Stored dataset items:
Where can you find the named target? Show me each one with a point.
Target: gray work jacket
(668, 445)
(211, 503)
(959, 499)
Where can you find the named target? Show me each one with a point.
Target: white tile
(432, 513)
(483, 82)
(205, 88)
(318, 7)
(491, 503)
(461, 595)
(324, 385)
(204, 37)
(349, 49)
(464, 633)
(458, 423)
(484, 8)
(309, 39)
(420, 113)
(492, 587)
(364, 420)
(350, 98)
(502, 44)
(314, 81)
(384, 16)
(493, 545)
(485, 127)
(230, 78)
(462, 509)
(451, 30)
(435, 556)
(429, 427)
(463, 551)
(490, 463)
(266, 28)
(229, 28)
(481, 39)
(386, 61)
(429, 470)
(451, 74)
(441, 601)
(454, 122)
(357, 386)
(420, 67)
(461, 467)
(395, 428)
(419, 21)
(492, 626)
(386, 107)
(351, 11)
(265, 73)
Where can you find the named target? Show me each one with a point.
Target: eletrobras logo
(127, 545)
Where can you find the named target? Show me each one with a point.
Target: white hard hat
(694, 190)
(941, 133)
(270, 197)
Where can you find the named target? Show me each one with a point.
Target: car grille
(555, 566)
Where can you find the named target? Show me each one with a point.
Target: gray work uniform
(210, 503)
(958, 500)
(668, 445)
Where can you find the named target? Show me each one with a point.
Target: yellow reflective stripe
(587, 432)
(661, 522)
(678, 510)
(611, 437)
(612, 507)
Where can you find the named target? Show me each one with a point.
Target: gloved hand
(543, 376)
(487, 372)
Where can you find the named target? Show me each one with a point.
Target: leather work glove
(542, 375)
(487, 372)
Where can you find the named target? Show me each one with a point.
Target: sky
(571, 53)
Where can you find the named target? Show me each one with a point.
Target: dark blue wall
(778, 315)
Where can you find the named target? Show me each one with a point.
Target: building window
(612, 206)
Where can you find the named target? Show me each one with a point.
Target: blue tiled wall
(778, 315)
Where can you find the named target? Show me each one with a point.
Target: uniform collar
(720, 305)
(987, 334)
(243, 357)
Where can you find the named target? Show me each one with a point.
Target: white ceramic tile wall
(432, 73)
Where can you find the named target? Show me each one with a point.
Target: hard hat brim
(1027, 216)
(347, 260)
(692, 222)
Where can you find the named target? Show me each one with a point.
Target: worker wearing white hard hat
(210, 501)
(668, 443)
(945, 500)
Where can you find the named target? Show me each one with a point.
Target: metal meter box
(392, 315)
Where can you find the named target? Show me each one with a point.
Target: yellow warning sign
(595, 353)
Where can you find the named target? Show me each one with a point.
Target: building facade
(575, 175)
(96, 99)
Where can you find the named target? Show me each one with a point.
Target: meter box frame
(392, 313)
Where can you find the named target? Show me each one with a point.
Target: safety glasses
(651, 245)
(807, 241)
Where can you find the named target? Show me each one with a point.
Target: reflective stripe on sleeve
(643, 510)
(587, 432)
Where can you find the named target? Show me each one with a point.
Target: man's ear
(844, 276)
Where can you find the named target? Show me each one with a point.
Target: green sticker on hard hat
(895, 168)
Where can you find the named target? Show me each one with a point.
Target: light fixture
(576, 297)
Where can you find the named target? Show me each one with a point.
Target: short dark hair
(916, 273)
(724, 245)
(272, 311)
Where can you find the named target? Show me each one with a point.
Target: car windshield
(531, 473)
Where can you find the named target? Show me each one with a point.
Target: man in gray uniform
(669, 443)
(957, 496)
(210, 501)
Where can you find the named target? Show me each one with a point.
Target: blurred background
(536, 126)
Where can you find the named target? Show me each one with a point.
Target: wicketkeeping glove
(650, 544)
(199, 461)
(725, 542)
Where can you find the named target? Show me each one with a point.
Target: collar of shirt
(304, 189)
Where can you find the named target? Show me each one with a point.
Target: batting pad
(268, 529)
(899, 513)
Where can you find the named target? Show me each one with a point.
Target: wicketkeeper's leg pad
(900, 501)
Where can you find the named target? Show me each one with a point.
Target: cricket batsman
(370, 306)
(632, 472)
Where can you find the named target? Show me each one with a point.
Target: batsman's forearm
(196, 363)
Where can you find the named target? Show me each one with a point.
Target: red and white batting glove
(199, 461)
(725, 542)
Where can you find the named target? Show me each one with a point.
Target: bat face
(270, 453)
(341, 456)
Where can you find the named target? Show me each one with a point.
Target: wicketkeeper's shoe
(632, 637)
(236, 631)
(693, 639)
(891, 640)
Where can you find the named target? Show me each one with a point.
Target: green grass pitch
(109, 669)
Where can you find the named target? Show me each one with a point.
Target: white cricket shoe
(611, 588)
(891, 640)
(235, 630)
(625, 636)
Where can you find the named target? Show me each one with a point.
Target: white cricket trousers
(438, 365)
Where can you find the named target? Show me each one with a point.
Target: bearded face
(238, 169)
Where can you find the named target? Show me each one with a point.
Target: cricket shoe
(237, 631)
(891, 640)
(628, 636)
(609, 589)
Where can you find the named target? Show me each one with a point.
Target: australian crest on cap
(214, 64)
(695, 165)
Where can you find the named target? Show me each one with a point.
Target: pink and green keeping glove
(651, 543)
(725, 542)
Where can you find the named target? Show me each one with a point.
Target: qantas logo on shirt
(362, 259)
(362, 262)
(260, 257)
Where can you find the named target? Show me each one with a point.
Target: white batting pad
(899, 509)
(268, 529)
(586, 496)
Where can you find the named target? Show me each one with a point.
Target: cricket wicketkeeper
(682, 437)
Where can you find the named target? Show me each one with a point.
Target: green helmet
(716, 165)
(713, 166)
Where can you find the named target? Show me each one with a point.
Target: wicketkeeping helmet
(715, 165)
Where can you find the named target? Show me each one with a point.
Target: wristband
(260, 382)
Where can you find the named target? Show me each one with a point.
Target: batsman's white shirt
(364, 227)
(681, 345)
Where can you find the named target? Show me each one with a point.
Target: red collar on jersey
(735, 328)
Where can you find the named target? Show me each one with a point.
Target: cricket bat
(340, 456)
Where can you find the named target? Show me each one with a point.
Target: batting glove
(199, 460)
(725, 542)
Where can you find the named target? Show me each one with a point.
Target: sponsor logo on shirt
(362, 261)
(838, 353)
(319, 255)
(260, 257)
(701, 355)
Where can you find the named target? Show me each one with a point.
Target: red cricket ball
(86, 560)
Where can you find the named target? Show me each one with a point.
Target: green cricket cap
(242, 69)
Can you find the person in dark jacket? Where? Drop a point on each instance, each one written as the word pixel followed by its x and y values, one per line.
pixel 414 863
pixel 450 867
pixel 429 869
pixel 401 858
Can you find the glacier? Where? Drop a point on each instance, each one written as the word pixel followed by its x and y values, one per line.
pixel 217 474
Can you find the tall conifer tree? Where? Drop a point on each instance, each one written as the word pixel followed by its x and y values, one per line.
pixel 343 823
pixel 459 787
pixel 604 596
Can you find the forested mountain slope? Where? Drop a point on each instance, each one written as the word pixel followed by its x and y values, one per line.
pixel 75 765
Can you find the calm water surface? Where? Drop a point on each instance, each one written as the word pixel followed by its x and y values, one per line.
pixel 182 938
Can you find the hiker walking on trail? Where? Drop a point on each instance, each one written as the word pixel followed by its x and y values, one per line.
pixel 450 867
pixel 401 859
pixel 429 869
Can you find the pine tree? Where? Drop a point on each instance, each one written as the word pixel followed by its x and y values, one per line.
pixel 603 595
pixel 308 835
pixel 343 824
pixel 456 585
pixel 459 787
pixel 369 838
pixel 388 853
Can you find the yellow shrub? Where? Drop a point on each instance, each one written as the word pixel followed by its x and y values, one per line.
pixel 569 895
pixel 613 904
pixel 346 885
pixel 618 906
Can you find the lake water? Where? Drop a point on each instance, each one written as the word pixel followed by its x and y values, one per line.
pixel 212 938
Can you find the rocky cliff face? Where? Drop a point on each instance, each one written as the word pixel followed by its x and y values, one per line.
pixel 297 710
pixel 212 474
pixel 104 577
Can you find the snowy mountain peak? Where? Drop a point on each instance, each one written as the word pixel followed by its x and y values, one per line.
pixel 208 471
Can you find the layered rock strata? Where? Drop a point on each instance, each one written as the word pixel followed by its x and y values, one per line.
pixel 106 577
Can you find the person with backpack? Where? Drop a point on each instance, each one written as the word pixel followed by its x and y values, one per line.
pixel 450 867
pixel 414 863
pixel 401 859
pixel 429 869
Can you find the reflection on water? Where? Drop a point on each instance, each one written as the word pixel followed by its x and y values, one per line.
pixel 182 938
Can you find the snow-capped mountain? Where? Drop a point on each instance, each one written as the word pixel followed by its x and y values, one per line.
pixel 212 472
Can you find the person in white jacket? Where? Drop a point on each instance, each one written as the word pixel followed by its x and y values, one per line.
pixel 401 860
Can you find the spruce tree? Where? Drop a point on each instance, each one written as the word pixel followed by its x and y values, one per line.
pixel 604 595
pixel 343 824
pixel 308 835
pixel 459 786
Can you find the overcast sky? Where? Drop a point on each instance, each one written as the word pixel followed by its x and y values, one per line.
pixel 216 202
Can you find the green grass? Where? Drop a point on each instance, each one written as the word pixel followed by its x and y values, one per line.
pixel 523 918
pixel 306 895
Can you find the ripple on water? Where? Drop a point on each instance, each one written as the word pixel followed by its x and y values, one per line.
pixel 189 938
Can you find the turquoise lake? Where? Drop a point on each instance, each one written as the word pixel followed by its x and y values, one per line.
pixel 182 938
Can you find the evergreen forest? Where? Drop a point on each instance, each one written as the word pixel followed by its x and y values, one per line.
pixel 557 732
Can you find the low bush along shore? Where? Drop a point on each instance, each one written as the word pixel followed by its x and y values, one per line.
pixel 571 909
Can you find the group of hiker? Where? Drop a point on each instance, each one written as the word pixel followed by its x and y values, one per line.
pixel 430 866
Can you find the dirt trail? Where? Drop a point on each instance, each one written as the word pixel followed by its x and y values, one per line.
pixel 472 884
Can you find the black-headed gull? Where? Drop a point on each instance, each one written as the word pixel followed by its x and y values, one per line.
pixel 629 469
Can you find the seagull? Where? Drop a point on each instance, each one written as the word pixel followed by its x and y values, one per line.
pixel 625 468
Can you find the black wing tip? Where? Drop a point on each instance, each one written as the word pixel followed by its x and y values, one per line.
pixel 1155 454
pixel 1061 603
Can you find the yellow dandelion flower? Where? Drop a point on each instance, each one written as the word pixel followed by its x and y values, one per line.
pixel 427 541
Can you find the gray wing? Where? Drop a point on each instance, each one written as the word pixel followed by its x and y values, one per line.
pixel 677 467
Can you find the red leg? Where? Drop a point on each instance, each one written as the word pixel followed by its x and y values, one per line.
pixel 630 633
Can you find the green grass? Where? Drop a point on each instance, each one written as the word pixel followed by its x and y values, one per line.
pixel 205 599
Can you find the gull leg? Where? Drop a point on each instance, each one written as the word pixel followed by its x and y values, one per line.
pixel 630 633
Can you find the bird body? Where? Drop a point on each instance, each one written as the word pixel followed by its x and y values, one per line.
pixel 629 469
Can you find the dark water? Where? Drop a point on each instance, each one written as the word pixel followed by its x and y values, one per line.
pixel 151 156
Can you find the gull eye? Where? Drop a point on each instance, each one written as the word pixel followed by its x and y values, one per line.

EXERCISE TASK: Output an exact copy of the lines beginning at the one that holds "Can you find the gull leg?" and running through the final line of the records.

OUTPUT:
Can you find the gull leg? Where? Drop a point on each instance, each one written as the word pixel followed by its x and y values, one per line.
pixel 630 633
Can you find the bird body? Where? Drop a point on each instance, each one written as the word pixel followed by its x and y values, one per line.
pixel 629 469
Can you find the dark water? Where? Drop a point on each instance, each one written as the word pixel followed by its x and y values, one per line.
pixel 151 156
Can you find the gull eye? Where? Drop a point on each instance, each one written as the word pixel followed by its x and y values, one per line.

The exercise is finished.